- [EXTRACT TO READ]:
'''

Our engagements often involve complex projects. The quality of our performance on such projects depends in large part upon our ability to manage the relationship with our clients, and to effectively manage the projects and deploy appropriate resources in a timely manner. If we miscalculate the resources or time we need to complete a project with capped or fixed fees our operating results could be adversely affected. Further, any defects or errors, or failures to meet our client’s expectations, could result in claims for damages against us.

 

Our services expose us to significant risks of liability and it may be difficult to obtain or maintain adequate insurance coverage.

 

Our services involve significant risks of professional and other liabilities that may exceed the fees we derive from performance. Our business activities could expose us to potential liability under various laws and regulations and under workplace health and safety regulations. In addition, we sometimes may assume liability by contract under indemnification agreements. We are not able to predict the magnitude of any such liabilities.

'''

In the text on project and liability risks, list every item it names as something that could result in claims for damages.

- [RAW DATA]:
'''

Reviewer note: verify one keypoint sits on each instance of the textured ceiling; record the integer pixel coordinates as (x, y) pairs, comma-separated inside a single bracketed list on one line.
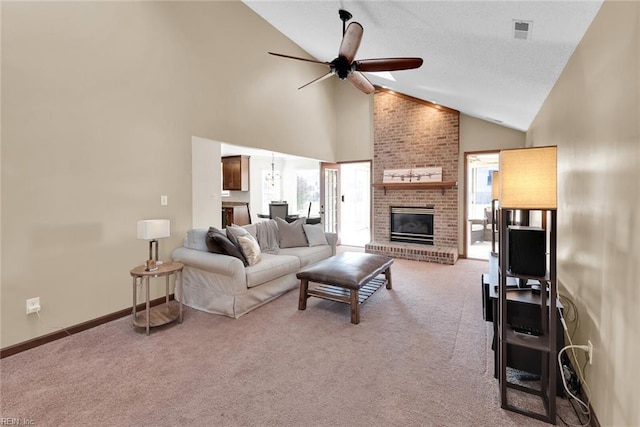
[(472, 62)]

'''

- [TASK RESPONSE]:
- Defects
- Errors
- Failures to meet the client's expectations